[Data extracted from a collection]

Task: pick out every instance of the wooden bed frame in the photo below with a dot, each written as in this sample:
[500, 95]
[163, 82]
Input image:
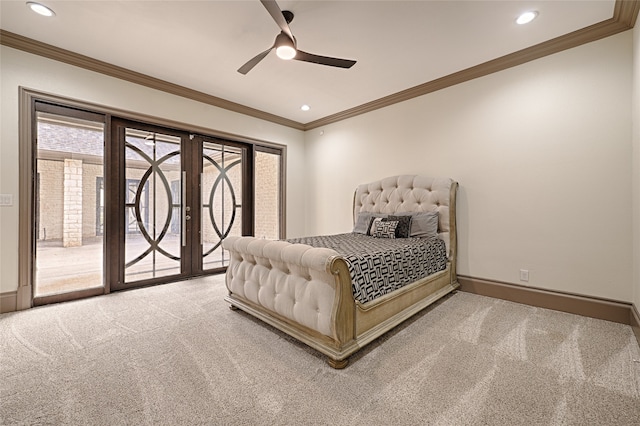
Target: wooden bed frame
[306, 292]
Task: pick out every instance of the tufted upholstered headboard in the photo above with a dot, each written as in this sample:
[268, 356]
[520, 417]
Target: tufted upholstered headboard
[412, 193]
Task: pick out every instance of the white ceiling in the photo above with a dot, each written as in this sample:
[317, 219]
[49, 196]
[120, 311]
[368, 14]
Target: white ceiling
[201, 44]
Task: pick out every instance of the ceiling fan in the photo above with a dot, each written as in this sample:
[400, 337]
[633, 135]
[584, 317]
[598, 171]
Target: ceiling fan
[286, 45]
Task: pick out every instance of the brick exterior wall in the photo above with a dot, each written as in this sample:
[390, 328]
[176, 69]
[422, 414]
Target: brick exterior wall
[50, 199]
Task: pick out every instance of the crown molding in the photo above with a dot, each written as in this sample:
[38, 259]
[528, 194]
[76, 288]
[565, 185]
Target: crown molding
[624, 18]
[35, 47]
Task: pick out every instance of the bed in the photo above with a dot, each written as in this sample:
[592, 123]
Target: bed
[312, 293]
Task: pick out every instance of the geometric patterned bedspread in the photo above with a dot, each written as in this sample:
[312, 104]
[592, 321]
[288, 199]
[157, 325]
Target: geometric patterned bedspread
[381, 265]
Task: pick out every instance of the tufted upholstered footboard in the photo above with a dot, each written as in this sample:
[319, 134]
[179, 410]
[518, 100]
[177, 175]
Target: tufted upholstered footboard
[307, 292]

### Exercise description
Could you write out every record exactly, leaving the pictures out?

### Answer to the exercise
Task: pick out every instance of the wooden bed frame in the photo below with a dot, each written as in this sample:
[500, 95]
[163, 82]
Input image:
Target: wooden bed frame
[306, 292]
Task: pick out every instance of the tufted upholstered headboard in the photo above with a dot, each written as in this sample:
[268, 356]
[520, 417]
Target: tufted upholstered headboard
[412, 193]
Task: pick out every instance of the white ceiling in the photo above with a dot, each written as in this sample:
[317, 219]
[49, 196]
[120, 311]
[368, 14]
Target: white ceiling
[201, 44]
Task: pick out every instance of the ceiling fan in the photo above with a dot, each written as in this sample:
[400, 337]
[633, 135]
[584, 317]
[598, 171]
Target: ceiling fan
[286, 45]
Task: pick out every instance of the brick exterior wall in the photo above with a dot, each written as in this sample:
[390, 328]
[176, 69]
[422, 414]
Target: brick exterior wall
[50, 199]
Task: pick out every instance of the crown molding in the photo above with a dot, each written as in this sample:
[38, 259]
[528, 194]
[76, 288]
[565, 185]
Target: crown molding
[624, 18]
[35, 47]
Task: pick out every instance of the bed in the photo above with a dot, each written as in this sample:
[592, 123]
Target: bed
[312, 293]
Task: pick out every instance of the geometric patterned bedspread in the photo above with a dot, each written as in this sample:
[312, 104]
[592, 321]
[288, 199]
[157, 325]
Target: geometric patterned bedspread
[381, 265]
Task: pick out every instance of the tufted upholstered footboard in the photo above with a dot, each written as in this sample:
[319, 134]
[179, 410]
[518, 100]
[177, 175]
Target: tufted upholstered footboard
[307, 292]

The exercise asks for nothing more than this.